Point-per-instance localization data:

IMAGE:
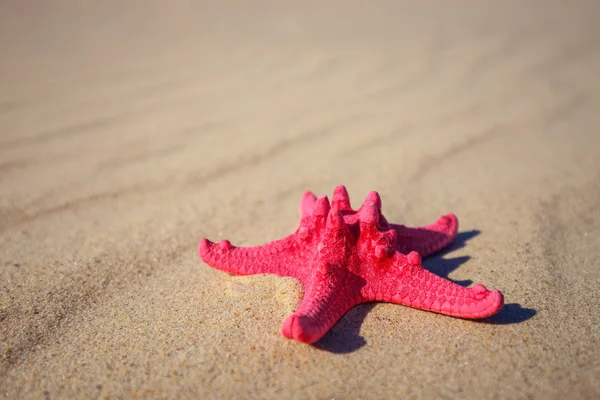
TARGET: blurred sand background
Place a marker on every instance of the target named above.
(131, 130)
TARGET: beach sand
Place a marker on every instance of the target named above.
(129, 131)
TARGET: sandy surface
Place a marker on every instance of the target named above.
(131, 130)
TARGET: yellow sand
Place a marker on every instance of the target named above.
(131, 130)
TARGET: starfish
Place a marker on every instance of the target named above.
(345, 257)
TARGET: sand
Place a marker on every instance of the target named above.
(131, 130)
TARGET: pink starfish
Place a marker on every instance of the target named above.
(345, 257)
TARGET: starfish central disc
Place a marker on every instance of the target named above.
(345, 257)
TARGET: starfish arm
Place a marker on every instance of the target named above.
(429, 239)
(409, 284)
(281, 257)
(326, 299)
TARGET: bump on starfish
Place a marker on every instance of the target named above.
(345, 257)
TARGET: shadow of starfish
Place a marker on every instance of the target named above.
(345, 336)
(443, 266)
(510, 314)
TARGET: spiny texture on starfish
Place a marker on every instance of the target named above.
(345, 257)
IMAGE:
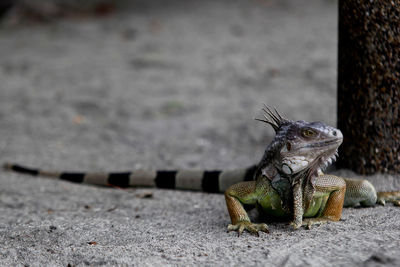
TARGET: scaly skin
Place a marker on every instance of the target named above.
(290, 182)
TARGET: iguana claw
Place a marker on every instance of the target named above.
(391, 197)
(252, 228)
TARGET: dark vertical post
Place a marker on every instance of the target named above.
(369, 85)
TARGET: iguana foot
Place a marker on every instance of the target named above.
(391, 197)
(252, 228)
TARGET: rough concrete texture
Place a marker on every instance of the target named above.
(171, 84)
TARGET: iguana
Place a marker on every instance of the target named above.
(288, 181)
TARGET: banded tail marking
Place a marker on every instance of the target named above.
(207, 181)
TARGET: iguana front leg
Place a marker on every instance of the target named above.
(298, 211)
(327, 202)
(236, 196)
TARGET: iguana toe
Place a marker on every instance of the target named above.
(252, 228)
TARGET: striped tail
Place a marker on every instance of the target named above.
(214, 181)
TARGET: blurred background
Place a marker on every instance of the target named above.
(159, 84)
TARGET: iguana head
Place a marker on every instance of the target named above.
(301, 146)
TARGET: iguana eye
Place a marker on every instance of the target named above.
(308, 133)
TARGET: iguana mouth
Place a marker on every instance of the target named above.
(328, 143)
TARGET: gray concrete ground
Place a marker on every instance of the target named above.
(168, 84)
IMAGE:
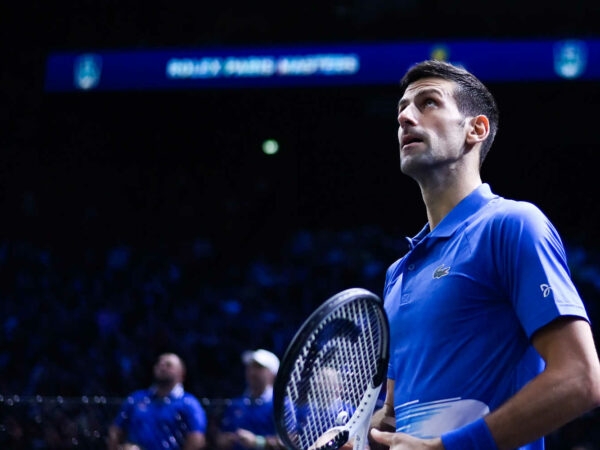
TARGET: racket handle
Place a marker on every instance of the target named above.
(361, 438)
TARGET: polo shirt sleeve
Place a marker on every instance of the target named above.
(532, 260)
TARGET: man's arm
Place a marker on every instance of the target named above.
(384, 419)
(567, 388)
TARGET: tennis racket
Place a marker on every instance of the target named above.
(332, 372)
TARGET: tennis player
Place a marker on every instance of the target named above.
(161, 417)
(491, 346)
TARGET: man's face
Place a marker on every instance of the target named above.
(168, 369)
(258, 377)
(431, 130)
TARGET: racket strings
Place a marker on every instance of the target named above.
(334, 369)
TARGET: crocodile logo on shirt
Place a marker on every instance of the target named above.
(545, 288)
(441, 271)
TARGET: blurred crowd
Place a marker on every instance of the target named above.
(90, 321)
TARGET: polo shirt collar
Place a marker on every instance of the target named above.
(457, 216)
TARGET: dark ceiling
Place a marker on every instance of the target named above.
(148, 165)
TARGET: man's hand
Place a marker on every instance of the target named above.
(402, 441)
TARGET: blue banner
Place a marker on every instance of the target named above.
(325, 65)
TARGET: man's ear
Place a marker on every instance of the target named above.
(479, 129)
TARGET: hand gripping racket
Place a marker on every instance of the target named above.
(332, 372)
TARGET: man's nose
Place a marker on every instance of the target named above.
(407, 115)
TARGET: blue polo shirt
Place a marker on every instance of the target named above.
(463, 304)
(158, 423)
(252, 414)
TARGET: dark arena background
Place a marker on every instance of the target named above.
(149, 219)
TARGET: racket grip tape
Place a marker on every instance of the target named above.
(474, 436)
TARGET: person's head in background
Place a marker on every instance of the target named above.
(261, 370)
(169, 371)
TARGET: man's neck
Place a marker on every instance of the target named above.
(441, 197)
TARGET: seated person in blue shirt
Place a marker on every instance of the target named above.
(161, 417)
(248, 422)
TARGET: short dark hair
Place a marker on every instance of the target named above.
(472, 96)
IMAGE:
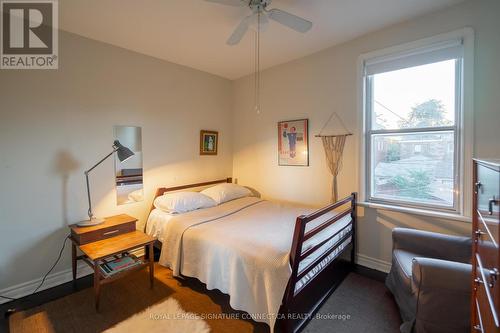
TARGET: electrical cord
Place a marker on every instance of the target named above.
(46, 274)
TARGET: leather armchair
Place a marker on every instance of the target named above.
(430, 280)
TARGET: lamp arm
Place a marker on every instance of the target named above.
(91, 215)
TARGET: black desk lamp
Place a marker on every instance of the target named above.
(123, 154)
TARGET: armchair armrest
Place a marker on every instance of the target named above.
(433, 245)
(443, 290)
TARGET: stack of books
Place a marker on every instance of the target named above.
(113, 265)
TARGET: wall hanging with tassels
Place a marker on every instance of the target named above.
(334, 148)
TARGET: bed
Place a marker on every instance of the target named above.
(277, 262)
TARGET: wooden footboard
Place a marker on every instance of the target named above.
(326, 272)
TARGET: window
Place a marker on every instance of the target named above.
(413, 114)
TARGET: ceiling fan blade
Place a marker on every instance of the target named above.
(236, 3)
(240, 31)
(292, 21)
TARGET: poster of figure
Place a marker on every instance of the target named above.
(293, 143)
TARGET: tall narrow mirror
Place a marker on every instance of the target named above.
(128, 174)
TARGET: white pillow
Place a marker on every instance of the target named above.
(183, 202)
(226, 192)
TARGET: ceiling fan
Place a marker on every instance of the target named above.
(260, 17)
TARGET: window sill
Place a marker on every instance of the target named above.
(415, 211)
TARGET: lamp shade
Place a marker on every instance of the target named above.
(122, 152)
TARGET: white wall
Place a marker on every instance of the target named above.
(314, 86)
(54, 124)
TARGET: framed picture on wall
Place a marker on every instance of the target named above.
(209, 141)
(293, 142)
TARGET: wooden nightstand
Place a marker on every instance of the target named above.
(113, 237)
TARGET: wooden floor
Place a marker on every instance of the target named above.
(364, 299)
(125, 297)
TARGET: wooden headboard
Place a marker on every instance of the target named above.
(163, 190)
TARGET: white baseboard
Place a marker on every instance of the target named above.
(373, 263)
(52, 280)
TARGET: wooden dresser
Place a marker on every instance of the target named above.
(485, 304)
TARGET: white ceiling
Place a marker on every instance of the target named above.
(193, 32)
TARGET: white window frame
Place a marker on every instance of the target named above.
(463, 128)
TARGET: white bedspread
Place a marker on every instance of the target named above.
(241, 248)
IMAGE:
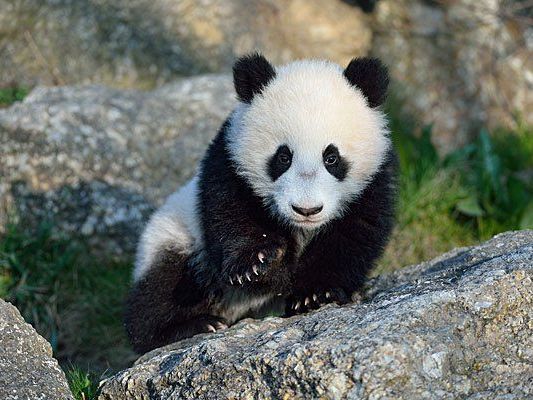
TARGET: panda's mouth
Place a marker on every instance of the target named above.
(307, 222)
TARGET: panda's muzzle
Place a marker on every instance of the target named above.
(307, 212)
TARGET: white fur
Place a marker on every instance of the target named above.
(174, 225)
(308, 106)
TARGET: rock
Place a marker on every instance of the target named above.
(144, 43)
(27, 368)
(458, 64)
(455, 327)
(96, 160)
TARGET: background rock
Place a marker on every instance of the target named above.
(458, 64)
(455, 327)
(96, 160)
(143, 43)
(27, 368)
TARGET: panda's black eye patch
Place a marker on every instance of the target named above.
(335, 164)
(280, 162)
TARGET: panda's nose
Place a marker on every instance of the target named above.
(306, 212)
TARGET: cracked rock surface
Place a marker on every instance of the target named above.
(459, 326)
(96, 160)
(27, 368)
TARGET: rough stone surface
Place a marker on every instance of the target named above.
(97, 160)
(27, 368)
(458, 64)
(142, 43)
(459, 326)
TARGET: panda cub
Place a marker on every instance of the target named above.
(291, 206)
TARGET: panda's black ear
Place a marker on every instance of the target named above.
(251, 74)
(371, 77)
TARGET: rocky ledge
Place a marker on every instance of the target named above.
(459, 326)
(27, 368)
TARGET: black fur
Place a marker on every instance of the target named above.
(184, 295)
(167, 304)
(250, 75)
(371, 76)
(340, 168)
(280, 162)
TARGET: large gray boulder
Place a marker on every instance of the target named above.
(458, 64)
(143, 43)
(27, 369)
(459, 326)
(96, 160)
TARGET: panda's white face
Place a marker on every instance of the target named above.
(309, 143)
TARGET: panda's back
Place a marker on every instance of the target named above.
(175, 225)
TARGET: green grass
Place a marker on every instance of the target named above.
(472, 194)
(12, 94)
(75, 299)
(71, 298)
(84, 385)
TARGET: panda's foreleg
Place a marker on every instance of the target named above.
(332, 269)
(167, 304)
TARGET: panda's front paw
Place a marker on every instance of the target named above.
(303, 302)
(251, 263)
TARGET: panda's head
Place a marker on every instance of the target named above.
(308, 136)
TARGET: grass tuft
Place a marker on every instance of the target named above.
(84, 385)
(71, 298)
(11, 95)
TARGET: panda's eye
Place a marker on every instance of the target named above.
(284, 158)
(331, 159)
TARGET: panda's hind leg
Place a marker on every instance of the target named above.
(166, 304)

» **Task requirements**:
Could you copy every line from the records that mentions the word "wooden"?

» **Answer box**:
TARGET: wooden footboard
TARGET: wooden nightstand
TARGET: wooden floor
TARGET: wooden headboard
TARGET: wooden dresser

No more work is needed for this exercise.